*Work to complete:* Put every line of the records into a numbered list, skipping blank lines. Leave the pictures out of your answer.

Excerpts from a dataset on pointing at objects
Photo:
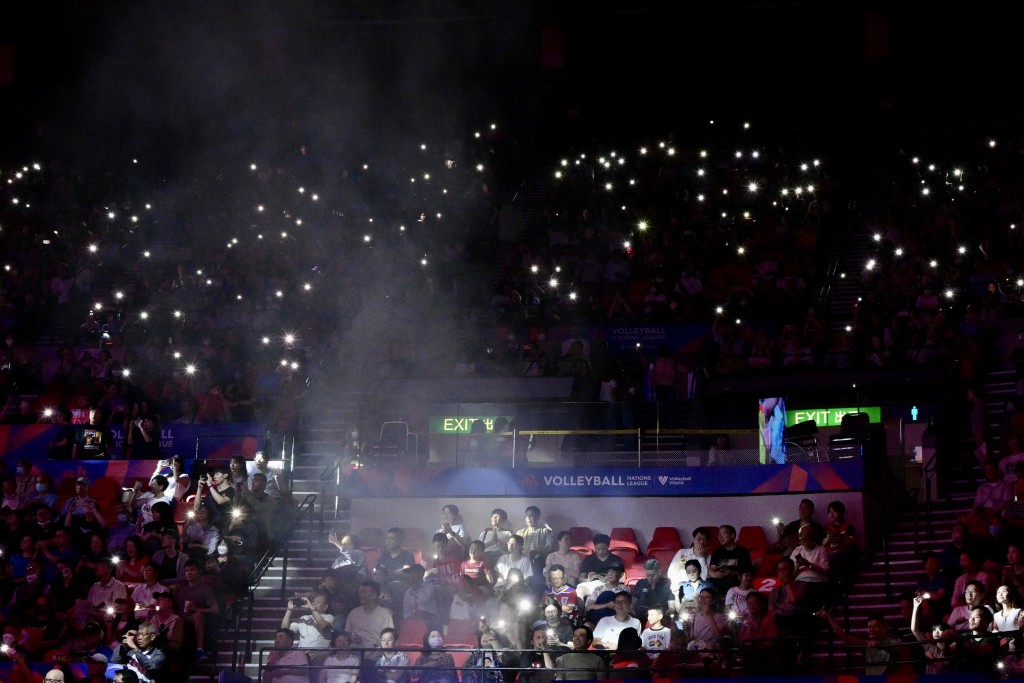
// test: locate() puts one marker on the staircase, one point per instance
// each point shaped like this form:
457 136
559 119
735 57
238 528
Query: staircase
308 552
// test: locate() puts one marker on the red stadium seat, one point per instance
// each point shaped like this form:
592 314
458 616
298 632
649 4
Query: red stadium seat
665 538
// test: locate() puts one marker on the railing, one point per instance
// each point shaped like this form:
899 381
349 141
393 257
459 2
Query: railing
816 654
303 512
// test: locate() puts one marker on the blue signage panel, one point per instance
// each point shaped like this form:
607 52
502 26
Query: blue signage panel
386 481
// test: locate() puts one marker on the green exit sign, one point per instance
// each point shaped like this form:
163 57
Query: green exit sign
829 417
461 424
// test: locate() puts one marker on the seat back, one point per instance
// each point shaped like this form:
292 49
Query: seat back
624 538
665 538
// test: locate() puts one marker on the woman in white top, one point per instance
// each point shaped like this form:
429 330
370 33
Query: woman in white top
178 481
1008 615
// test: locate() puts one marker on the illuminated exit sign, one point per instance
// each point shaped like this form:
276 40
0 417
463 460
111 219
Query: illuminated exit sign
829 417
461 424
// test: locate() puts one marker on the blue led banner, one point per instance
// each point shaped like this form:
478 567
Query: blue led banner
388 481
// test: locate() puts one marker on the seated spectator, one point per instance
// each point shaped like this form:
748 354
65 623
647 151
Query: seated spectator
580 665
436 666
201 536
559 630
629 660
841 544
170 560
314 629
788 601
593 567
363 622
496 538
169 624
565 557
973 596
199 605
689 590
990 501
178 481
514 559
735 599
423 600
129 566
286 664
538 540
475 567
697 551
350 563
391 664
936 650
144 594
454 528
608 628
757 636
787 534
600 602
811 562
728 561
341 666
935 589
105 590
139 653
652 589
562 593
271 514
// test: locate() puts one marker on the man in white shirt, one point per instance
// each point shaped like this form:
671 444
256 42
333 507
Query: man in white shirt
314 629
365 623
513 560
607 630
105 590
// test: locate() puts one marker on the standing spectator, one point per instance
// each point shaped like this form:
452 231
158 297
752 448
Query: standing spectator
538 540
199 605
286 664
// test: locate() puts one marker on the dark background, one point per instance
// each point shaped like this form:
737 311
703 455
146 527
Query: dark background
105 80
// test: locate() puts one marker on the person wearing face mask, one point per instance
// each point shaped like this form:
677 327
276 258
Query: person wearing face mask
25 480
435 666
314 629
42 494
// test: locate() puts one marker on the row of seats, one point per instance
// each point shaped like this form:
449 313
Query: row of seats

*Problem solution:*
1. Photo:
2. // test: locate() puts one marker on the staircase, one point per instance
3. // each point shaped like this form:
4. 457 136
5. 559 119
6. 735 57
7. 238 528
8. Query: staircase
9. 308 552
10. // test: locate() puts one marker on the red stadium seat, one point per instance
11. // each point shaped like this form:
12. 592 314
13. 458 616
14. 298 632
15. 649 4
16. Query: red stadium seat
17. 665 538
18. // test: locate() puts one marker on the railing, one point per instance
19. // each point shaped like this form:
20. 899 381
21. 349 141
22. 393 257
23. 459 2
24. Query: railing
25. 816 654
26. 303 512
27. // test: locate() puts one marker on the blue signage panel, one point per instance
28. // each point shaped like this form:
29. 607 52
30. 502 26
31. Query: blue signage panel
32. 386 481
33. // test: locate() puts one marker on the green exit sign, one point per instance
34. // each point shaped like this form:
35. 163 57
36. Query: green exit sign
37. 829 417
38. 461 424
39. // test: locate() puts one marker on the seat back, one point per instance
40. // each point shaped like this form:
41. 292 49
42. Query: seat back
43. 624 538
44. 665 538
45. // test: locate() puts one marker on the woman in white top, one point per instance
46. // each point shaped like this form:
47. 429 330
48. 370 33
49. Query: woman in white top
50. 178 481
51. 1008 615
52. // test: locate() puts one marker on the illuminated exit sign, one point per instance
53. // each point shaped like this form:
54. 276 40
55. 0 417
56. 463 460
57. 111 219
58. Query: illuminated exit sign
59. 829 417
60. 461 424
61. // test: locate() puts one marker on the blue led banner, one point per instance
62. // each point shaped like this form:
63. 478 567
64. Query: blue led banner
65. 388 481
66. // test: locate() puts one marker on the seated spectator, one point per instance
67. // each point shaped like this form:
68. 748 354
69. 65 623
70. 647 151
71. Query: seated spectator
72. 580 665
73. 436 666
74. 201 536
75. 559 630
76. 629 660
77. 841 544
78. 170 560
79. 314 629
80. 788 601
81. 593 567
82. 363 622
83. 496 538
84. 169 624
85. 565 557
86. 973 596
87. 199 605
88. 689 590
89. 990 501
90. 178 481
91. 514 559
92. 735 599
93. 423 600
94. 129 566
95. 286 664
96. 538 540
97. 475 567
98. 697 551
99. 350 563
100. 391 664
101. 936 650
102. 144 594
103. 454 528
104. 608 628
105. 757 636
106. 787 534
107. 600 602
108. 811 562
109. 728 561
110. 341 666
111. 935 589
112. 105 590
113. 139 653
114. 652 589
115. 562 593
116. 271 514
117. // test: locate() puts one marker on the man in white shirt, one point per instance
118. // each point shaped like this form:
119. 671 444
120. 256 42
121. 333 507
122. Query: man in white shirt
123. 314 629
124. 365 623
125. 513 560
126. 607 630
127. 105 590
128. // test: locate() puts one marker on the standing spectator, one point per instance
129. // each point shaped like this form:
130. 452 231
131. 158 297
132. 752 448
133. Query: standing spectator
134. 538 540
135. 199 605
136. 286 664
137. // test: locate() puts one marker on the dark background, one point per instance
138. // each point shaped like this form:
139. 737 311
140. 703 455
141. 146 527
142. Query: dark background
143. 105 80
144. // test: locate() puts one marker on the person wearing face mask, one point per instance
145. // each point shaped like this form:
146. 677 327
147. 276 258
148. Query: person wearing face mask
149. 25 480
150. 435 666
151. 314 629
152. 42 494
153. // test: locate() puts one marker on the row of seats, one point per instance
154. // each point shaped like this form:
155. 449 313
156. Query: row of seats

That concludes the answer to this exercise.